- _Task statement_: Return the lines from the start of the data through the line with "negative clicks: (117, 165)". Include both of those lines and no others.

- _Records provided_:
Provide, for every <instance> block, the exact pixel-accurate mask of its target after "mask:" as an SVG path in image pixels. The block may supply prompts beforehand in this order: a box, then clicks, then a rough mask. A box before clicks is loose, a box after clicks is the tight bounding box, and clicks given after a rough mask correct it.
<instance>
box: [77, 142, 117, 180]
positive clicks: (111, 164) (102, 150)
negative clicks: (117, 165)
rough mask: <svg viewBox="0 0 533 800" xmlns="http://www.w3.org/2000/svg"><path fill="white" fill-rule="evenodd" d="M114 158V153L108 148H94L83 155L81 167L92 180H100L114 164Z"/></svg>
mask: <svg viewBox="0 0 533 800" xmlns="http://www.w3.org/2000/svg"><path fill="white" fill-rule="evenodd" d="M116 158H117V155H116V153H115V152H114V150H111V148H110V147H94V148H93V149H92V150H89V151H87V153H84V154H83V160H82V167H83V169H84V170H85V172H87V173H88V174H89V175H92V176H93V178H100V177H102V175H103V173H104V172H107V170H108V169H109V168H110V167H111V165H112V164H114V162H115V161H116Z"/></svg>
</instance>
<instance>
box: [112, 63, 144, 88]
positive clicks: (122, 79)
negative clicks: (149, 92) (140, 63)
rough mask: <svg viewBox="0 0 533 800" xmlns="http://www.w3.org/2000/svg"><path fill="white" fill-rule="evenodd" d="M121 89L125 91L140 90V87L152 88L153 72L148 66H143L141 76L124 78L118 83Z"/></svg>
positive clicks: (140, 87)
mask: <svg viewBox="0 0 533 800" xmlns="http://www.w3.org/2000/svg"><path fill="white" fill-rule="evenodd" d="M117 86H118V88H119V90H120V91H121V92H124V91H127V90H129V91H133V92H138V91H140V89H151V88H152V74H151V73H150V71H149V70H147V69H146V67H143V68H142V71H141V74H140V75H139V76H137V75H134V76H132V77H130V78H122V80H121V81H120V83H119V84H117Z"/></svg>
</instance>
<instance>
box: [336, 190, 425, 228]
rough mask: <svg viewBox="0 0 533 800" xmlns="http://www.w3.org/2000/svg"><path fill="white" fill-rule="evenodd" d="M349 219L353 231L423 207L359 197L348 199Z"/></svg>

- _Answer for the task_:
Provide, for every <instance> block, the exact pixel-accurate mask of its target after "mask:" as an SVG path in image pixels. The block may supply prompts beforehand in this order: a box, then clicks, then a rough mask. A box before clicks is loose, a box after clicks is the tight bounding box, and clicks given after a rough mask correct it.
<instance>
box: [77, 142, 117, 180]
positive clicks: (111, 164) (102, 150)
negative clicks: (117, 165)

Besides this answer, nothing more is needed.